▶ [HOW TO COMPLETE THIS TASK] Once you have checked each line below, report only the number of lines that contain the word "broom".

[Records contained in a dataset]
--- START ---

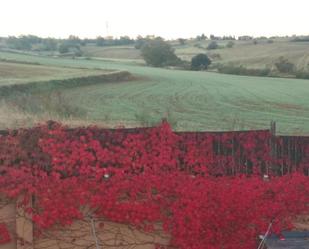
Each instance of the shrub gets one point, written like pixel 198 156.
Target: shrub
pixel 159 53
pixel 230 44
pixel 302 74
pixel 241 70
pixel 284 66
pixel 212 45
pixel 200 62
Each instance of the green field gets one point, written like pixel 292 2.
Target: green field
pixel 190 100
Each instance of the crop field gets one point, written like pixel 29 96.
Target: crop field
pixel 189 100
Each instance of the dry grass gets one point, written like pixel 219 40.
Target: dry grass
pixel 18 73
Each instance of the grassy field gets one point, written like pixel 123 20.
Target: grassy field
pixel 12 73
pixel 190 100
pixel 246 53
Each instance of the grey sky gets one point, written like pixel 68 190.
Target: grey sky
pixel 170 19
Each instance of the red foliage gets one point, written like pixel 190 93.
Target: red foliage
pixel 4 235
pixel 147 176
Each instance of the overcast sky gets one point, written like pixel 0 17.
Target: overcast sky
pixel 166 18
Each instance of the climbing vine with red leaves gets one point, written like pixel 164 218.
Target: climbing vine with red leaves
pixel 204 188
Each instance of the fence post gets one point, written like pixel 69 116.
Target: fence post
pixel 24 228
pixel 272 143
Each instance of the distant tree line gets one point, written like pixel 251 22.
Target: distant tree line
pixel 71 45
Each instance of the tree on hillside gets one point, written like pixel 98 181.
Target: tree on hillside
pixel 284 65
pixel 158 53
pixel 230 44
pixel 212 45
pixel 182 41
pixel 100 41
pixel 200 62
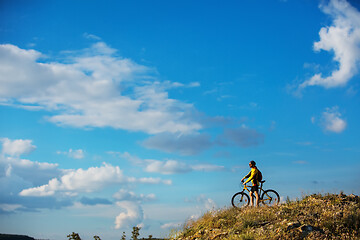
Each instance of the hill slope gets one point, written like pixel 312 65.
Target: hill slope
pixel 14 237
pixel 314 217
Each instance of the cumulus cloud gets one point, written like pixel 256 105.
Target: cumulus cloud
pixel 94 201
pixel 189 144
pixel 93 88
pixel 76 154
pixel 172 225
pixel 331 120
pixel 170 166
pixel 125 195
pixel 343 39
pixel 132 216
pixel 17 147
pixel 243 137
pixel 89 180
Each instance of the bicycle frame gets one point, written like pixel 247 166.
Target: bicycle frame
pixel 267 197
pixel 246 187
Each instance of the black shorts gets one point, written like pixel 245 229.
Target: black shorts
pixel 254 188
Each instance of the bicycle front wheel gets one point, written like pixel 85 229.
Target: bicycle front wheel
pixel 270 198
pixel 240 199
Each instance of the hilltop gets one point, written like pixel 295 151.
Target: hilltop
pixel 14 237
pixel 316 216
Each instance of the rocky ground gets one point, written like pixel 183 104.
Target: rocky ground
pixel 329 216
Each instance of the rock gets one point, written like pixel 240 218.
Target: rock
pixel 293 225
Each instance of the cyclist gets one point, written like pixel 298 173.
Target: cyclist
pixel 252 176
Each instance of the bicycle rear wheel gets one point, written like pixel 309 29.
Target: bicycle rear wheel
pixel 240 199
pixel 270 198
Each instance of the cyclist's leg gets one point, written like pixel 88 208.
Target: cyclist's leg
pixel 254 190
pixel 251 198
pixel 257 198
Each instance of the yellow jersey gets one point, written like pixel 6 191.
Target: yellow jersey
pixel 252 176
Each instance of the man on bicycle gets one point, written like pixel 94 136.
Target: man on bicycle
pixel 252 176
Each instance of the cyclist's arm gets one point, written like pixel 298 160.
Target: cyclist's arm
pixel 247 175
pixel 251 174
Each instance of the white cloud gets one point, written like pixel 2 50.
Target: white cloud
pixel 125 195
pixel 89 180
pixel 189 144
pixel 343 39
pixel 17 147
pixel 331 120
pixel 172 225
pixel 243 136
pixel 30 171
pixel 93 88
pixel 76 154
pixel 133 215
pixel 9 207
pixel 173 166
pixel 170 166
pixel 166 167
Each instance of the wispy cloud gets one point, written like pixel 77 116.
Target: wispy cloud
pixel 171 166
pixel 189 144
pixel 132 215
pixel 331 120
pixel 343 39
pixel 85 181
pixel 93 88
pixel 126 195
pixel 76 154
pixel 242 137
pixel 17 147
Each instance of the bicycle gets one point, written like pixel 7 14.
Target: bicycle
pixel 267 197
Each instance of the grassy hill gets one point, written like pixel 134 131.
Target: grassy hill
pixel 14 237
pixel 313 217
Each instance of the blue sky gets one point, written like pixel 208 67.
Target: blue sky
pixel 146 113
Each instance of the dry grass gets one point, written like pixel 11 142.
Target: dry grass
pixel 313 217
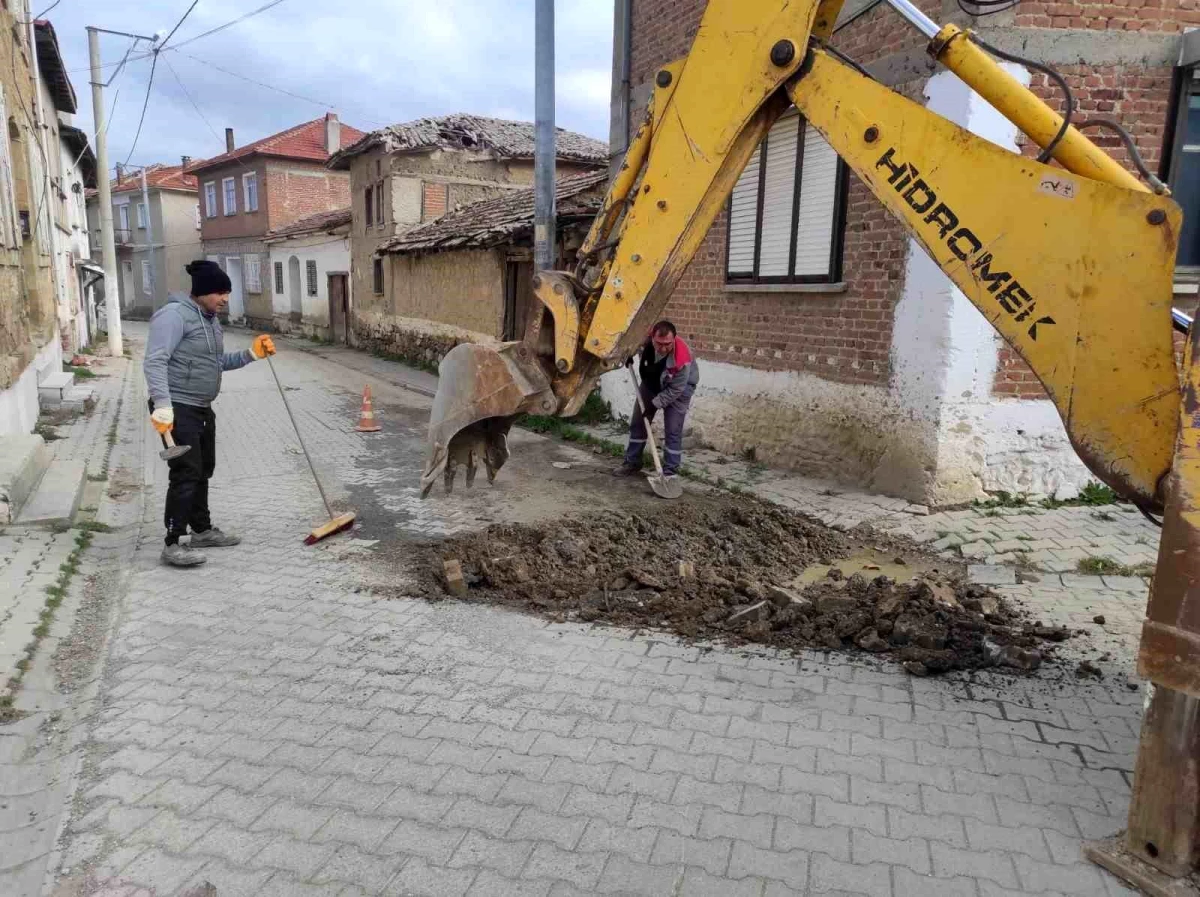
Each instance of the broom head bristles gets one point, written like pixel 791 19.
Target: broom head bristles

--- END ---

▶ [WRITTEN ANSWER] 2